Please copy the reflection on faith and control word for word, starting with "I was choosing" and going on through "I could’ve imagined.".

──────── Passage shown ────────

In the first few years of my faith, I aced control. Every discipline and commandment mentioned from Genesis to Revelation I took on. I was confident that my resume of church activities and student ministry involvement was rivaled only by Paul. I brought the cookies, made the coffee, led the Bible studies, and attended every conference. If there was a job God needed done, I was there.
The path toward a master’s degree in counseling from a prestigious Christian university and the successful career to follow was perfectly mapped out in my head. Not one single rest area or detour as far as I could see. Little did I know that the Lord was guiding my steps in a completely different direction.
See, control I had, but what I lacked was freedom. Was I Christian on the outside? Sure. But there wasn’t one good piece of fruit to show of it. Not to mention the restlessness that crept up behind closed doors. My works kept piling up, but they amounted to nothing. I checked off task after task, but there were pieces missing from the puzzle. I couldn’t see the whole picture that Peter talks about:
For this very reason, make every effort to add to your faith goodness; and to goodness, knowledge; and to knowledge, self-control; and to self-control, perseverance; and to perseverance, godliness; and to godliness, brotherly kindness; and to brotherly kindness, love. For if you possess these qualities in increasing measure, they will keep you from being ineffective and unproductive in your knowledge of our Lord Jesus Christ. But if anyone does not have them, he is nearsighted and blind, and has forgotten that he has been cleansed from his past sins. (2 Peter 1:5-9)
I was choosing activity over relationships with friends and Jesus. From the outside, I appeared joyful and diligent in service, but what was under the surface was anything but admirable. I became easily irritated when I was once again called to serve. Resentment toward those who just showed up, had fun, and left began to weigh on me. My thoughts were far from what was pure and lovely. Having to control my life had created more of a burden then I could’ve imagined.

──────── Dataset extract ────────

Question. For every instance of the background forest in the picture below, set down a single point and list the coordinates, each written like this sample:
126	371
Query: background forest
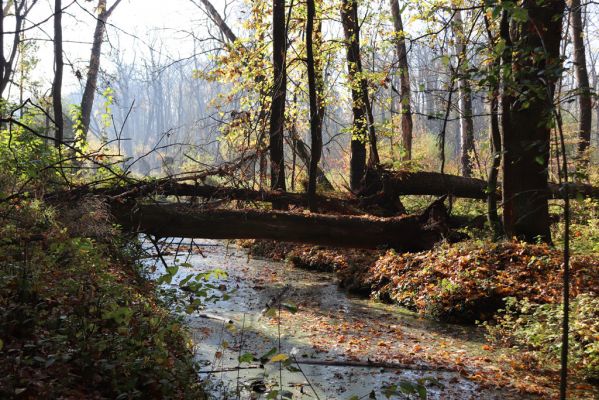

────────

> [Solution for this exercise]:
I was choosing activity over relationships with friends and Jesus. From the outside, I appeared joyful and diligent in service, but what was under the surface was anything but admirable. I became easily irritated when I was once again called to serve. Resentment toward those who just showed up, had fun, and left began to weigh on me. My thoughts were far from what was pure and lovely. Having to control my life had created more of a burden then I could’ve imagined.